_Extract to read:_
⟨

16.    Pending Transaction:

 

On November 23, 2009, we entered into an agreement and plan of merger, pursuant to which we will acquire all of the issued and outstanding shares of common stock of Iowa Telecom. Under the terms of the merger agreement, Iowa Telecom shareholders will receive 0.804 shares of common stock of Windstream and $7.90 in cash per each share of Iowa Telecom common stock. We expect to issue approximately 26.5 million shares of Windstream common stock and pay approximately $261.0 million in cash as part of the transaction. We also will repay estimated net debt of approximately $598.0 million. This acquisition is expected to close in mid-2010 and is subject to certain conditions, including receipt of necessary approvals from federal and state regulators and Iowa Telecom shareholders. As of September 30, 2009, Iowa Telecom provided services to approximately 256,000 access lines, 95,000 high-speed Internet customers and 26,000 digital TV customers in Iowa and Minnesota.

⟩

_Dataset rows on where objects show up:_
⟨

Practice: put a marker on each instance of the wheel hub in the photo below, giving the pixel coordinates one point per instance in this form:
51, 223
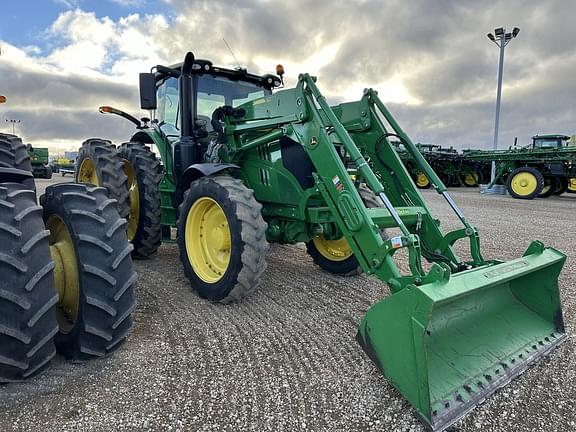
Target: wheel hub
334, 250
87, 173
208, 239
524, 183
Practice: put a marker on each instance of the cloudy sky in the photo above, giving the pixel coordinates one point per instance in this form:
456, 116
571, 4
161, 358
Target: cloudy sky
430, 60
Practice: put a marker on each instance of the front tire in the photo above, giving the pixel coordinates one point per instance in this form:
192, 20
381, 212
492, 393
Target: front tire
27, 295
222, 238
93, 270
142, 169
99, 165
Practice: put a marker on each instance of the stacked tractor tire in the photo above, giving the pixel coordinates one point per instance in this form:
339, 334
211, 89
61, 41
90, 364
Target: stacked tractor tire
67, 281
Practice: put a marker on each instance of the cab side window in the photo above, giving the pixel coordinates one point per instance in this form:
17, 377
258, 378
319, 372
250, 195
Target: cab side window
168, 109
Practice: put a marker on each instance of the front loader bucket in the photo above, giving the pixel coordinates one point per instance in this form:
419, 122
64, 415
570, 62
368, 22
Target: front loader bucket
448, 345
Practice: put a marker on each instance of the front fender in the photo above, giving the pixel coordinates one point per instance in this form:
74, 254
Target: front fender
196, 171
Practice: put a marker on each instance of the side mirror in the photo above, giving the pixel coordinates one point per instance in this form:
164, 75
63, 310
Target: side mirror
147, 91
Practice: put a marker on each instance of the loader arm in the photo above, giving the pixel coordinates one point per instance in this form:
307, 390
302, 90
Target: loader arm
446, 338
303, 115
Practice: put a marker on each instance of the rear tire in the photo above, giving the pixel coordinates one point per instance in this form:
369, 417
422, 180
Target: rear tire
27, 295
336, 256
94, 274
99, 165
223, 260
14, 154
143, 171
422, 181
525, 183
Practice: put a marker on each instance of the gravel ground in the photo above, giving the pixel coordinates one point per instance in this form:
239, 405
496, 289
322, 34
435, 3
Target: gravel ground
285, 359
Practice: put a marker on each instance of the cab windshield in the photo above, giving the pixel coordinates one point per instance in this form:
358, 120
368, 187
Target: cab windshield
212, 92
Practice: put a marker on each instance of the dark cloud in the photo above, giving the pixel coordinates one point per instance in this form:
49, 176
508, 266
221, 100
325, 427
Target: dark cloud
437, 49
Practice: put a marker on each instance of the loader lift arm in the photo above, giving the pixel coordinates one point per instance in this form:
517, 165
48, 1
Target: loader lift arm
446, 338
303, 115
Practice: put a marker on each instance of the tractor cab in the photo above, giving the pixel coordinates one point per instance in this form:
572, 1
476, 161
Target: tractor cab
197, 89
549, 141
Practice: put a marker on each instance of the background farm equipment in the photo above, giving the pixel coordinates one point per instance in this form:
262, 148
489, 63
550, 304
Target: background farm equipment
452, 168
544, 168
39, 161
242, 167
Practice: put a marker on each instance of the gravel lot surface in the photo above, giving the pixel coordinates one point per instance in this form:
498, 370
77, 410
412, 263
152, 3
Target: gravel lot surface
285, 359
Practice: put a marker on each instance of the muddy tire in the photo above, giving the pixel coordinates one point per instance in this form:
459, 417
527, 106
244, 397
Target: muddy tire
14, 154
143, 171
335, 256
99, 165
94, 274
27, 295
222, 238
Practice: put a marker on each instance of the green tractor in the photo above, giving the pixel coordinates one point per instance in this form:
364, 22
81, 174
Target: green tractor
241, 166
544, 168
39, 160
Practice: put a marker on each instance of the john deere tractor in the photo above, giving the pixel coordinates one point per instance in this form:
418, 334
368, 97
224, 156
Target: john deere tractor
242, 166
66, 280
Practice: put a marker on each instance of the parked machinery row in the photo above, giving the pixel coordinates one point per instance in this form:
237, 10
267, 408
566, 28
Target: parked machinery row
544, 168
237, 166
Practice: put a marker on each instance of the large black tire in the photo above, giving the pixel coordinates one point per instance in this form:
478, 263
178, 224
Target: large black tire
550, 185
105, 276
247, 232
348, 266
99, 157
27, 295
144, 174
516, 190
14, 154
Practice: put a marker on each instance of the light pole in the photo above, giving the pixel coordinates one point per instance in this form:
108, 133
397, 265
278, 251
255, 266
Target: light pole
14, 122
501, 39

⟩
⟨

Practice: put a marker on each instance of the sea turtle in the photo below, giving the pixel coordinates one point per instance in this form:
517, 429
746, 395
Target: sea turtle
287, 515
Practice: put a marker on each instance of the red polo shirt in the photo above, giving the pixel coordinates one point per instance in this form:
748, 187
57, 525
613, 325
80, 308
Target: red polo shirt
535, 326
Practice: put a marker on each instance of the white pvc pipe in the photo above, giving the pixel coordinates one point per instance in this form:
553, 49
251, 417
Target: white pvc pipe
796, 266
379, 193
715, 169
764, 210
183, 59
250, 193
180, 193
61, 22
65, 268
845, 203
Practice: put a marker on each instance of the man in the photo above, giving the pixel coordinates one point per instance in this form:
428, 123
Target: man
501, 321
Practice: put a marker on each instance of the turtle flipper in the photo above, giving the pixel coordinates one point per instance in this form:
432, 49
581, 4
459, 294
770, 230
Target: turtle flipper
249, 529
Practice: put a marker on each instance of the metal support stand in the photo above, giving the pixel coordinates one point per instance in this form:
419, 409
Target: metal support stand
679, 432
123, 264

⟩

_Set of tasks:_
**A.** Answer these questions about the note on the pending Iowa Telecom merger:
(i) On what date was the merger agreement entered into?
(ii) How much cash will Iowa Telecom shareholders receive per share of Iowa Telecom common stock?
(iii) As of September 30, 2009, approximately how many access lines did Iowa Telecom serve?
**B.** Give a continuation of the note on the pending Iowa Telecom merger, starting after its final sentence.

_Solved problems:_
**A.**
(i) November 23, 2009
(ii) $7.90
(iii) Approximately 256,000

**B.**
17.    Subsequent Event:

On February 8, 2010, we completed our previously announced acquisition of NuVox, a competitive local exchange carrier based in Greenville, South Carolina. Consistent with the Company’s focus on growing revenues from business customers, the completion of the NuVox acquisition added approximately 90,000 business customer locations in 16 contiguous Southwestern and Midwest states and provides opportunities for significant operating efficiencies with contiguous Windstream markets. NuVox’s services include voice over internet protocol, local and long-distance voice, broadband internet access, email, voicemail, web hosting, secure electronic data storage and backup, internet security and virtual private networks. Many of these services are delivered over a secure, privately-managed IP network, using a multiprotocol label switch backbone and distributed IP voice switching architecture.

In accordance with the NuVox merger agreement, Windstream acquired all of the issued and outstanding shares of common stock of NuVox for $199.0 million in cash, net of cash acquired, and issued approximately 18.7 million shares of Windstream common stock valued at $187.0 million on the date of issuance. Windstream also repaid outstanding indebtedness of NuVox approximating $281.0 million. The Company is in the process of evaluating the net assets acquired and expects to finalize the purchase price allocation during 2010. Pro forma financial results related to the acquisition of NuVox have not been included because the Company does not consider the NuVox acquisition to be significant.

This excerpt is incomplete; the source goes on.